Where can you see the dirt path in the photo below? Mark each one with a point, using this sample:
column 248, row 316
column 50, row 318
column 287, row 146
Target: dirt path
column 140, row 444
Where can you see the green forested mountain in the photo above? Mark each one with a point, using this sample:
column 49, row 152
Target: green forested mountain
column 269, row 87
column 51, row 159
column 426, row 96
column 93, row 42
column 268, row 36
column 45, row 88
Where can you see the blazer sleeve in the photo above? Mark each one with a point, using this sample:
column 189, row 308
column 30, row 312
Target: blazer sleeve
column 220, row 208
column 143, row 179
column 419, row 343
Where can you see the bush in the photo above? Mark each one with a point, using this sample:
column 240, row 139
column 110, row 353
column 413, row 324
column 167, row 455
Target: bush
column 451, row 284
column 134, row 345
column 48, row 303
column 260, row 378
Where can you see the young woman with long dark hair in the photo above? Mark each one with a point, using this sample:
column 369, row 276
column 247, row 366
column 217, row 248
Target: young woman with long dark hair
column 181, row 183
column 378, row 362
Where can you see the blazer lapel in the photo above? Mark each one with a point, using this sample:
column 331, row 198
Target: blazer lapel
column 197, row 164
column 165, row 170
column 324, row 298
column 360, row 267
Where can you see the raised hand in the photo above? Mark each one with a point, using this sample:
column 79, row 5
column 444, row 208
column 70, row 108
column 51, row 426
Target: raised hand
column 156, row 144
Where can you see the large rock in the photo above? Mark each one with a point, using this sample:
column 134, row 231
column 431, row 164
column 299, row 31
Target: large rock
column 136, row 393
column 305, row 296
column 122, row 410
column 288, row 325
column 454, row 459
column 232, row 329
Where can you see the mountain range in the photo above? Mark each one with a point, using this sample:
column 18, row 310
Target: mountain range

-*-

PROBLEM:
Can you recast everything from the line containing "Where can you see the bush" down to the line containing "column 260, row 378", both included, as a numbered list with blank lines left out?

COMPLETE ANSWER:
1. Where can you see the bush in the photo above? Mark each one with a point, using this sample:
2. column 240, row 139
3. column 110, row 353
4. column 413, row 324
5. column 167, row 455
6. Target: bush
7. column 451, row 284
8. column 134, row 345
9. column 48, row 303
10. column 260, row 378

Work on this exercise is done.